— START OF Document excerpt —
McKenzie had received mental and physical abuse from his Uncle much to the dislike of his Aunt who loved him and wanted to take care of him. His Uncle wanted to be rid of him on more than one occasion, nearly sending him away to boarding school and quite a few times he sent McKenzie away to work with Bob Cutler, a family friend. It was as a result of his Aunt’s love that another tragic death occurred within the presence of McKenzie. After overhearing an argument between his Aunt and Uncle, his Uncle beat her, leading to her death. This horrific act was committed so that the Uncle could finally receive the money he thought was rightfully his.

Even at the tender age of 11, McKenzie knew he did not belong in the family. His experiences within a ‘family’ home were not what anyone would like to witness. After living a short spell within a rich home, McKenzie had a brief period living with yet another poor aunt:

‘I was once again in a slum with a sister of my father, of course an aunt, this was a large family, and they could little afford an extra one, but pure sympathy of my orphanage compell’d them to make a home for me…that shifting from one relative to another created a feeling I would like to leave all relations.’ (49)

After much consideration and growth, McKenzie was determined to leave all family members behind and set about on his own. He exercised the ‘Wanderlust’ that had been consuming him for a while, and set off to start the rest of his life.
— END OF Document excerpt —
Your tasks:
(1) In the passage about McKenzie, why did his father's sister take him into her large family even though they could little afford an extra one? Answer in one to three sentences.
(2) Reproduce part of the passage about McKenzie word for word: begin at the words "Even at the" and stop after "of his life.".
The data after this point comes from a separate source.
— START OF Available data —
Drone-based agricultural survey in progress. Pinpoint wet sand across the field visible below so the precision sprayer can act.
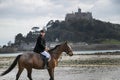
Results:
[0,66,120,80]
[0,55,120,80]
— END OF Available data —
Replies:
(1) McKenzie says pure sympathy for his orphanage compelled them to make a home for him. They took him in even though they could barely afford to.

(2)
Even at the tender age of 11, McKenzie knew he did not belong in the family. His experiences within a ‘family’ home were not what anyone would like to witness. After living a short spell within a rich home, McKenzie had a brief period living with yet another poor aunt:

‘I was once again in a slum with a sister of my father, of course an aunt, this was a large family, and they could little afford an extra one, but pure sympathy of my orphanage compell’d them to make a home for me…that shifting from one relative to another created a feeling I would like to leave all relations.’ (49)

After much consideration and growth, McKenzie was determined to leave all family members behind and set about on his own. He exercised the ‘Wanderlust’ that had been consuming him for a while, and set off to start the rest of his life.